- [WHAT THIS TASK INVOLVES]:
Each line below is to be copied exactly; images do not go into the copy.

Photo-based referring expression data:
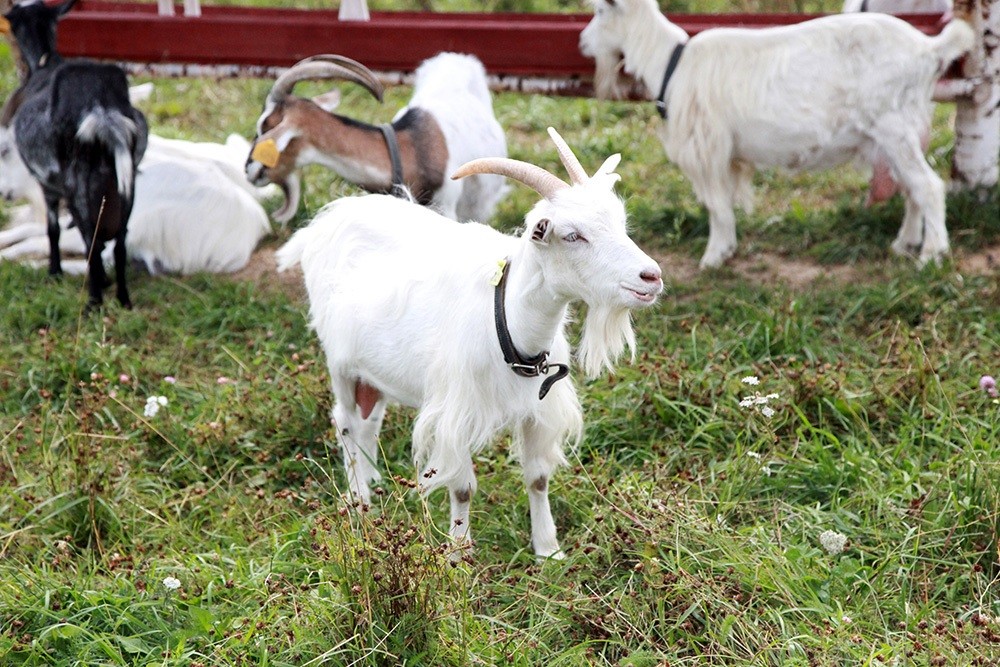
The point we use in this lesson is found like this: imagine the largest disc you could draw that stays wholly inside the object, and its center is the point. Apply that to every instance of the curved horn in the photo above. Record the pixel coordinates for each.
(292, 189)
(531, 175)
(325, 67)
(577, 174)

- [REPLY]:
The point we use in this lesson is found like this: imagine the largest disc you could draw that stays wholly inside the object, and its center is the point. Apply that to every instance of the curved horn in the photo above. Record the pixel coordinates for each.
(292, 189)
(531, 175)
(325, 67)
(577, 174)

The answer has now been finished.